Start Material to process

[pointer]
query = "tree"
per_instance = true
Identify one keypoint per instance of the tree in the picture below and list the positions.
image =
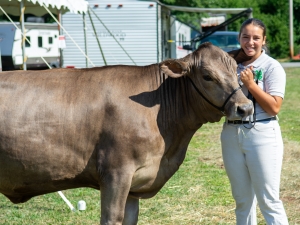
(275, 15)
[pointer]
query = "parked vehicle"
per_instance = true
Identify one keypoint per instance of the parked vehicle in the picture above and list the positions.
(43, 40)
(129, 32)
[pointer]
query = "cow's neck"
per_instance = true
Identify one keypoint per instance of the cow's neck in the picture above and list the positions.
(180, 107)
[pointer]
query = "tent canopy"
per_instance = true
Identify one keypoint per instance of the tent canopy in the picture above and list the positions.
(34, 6)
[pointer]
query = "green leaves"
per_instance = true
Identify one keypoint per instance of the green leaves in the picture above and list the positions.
(258, 74)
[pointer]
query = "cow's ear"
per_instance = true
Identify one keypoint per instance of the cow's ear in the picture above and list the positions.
(174, 67)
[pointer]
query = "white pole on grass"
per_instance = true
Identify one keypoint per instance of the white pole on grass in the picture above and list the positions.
(66, 201)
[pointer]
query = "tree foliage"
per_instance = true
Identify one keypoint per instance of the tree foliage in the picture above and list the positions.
(274, 14)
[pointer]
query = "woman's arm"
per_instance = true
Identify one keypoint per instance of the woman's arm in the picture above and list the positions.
(271, 104)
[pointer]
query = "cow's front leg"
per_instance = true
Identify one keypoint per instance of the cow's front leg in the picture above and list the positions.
(114, 189)
(131, 211)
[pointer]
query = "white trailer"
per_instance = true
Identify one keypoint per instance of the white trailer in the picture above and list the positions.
(130, 32)
(43, 40)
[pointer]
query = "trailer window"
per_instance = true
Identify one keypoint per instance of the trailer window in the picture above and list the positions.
(50, 40)
(27, 44)
(40, 42)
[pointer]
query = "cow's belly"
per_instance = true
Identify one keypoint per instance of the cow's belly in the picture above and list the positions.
(149, 179)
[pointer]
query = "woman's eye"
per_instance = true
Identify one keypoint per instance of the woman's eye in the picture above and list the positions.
(207, 78)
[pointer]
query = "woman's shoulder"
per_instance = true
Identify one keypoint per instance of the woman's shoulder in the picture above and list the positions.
(269, 62)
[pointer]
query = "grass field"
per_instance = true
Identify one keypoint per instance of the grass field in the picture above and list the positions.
(199, 193)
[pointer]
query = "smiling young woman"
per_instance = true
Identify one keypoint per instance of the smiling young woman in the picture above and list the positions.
(252, 148)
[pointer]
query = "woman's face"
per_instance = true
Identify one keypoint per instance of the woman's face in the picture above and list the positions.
(252, 40)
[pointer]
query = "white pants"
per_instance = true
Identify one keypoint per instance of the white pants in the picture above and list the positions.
(253, 160)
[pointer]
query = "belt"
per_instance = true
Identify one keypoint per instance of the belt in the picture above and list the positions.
(247, 122)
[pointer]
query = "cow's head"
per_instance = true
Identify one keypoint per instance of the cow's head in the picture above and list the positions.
(212, 76)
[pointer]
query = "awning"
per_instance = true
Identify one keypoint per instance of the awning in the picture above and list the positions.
(34, 6)
(212, 21)
(203, 10)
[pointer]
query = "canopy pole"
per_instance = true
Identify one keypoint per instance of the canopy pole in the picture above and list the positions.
(85, 39)
(22, 9)
(60, 33)
(97, 38)
(291, 29)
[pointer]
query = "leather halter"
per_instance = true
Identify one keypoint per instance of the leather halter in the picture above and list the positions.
(222, 108)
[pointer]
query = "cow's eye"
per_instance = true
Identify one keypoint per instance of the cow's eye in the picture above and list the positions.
(207, 78)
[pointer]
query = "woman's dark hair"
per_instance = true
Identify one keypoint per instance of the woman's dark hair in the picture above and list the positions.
(255, 22)
(258, 23)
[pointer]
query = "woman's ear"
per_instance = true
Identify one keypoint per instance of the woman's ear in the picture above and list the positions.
(174, 67)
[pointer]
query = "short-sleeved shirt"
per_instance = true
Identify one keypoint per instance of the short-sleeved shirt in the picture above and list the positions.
(272, 80)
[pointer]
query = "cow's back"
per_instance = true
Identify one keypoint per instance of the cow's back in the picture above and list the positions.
(51, 122)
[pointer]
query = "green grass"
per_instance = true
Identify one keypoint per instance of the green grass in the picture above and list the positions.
(199, 193)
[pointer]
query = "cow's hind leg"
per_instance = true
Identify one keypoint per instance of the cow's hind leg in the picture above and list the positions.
(131, 211)
(114, 192)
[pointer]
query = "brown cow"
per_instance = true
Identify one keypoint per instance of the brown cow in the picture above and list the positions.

End Material to process

→ Task brief
Identify every line in the items above that contains the string "head" and copy each of those lines. Treat uppercase and lowercase as different when matching.

→ In response
query = "cow's head"
Identify one keypoint per instance of the cow's head in the picture above and list the positions.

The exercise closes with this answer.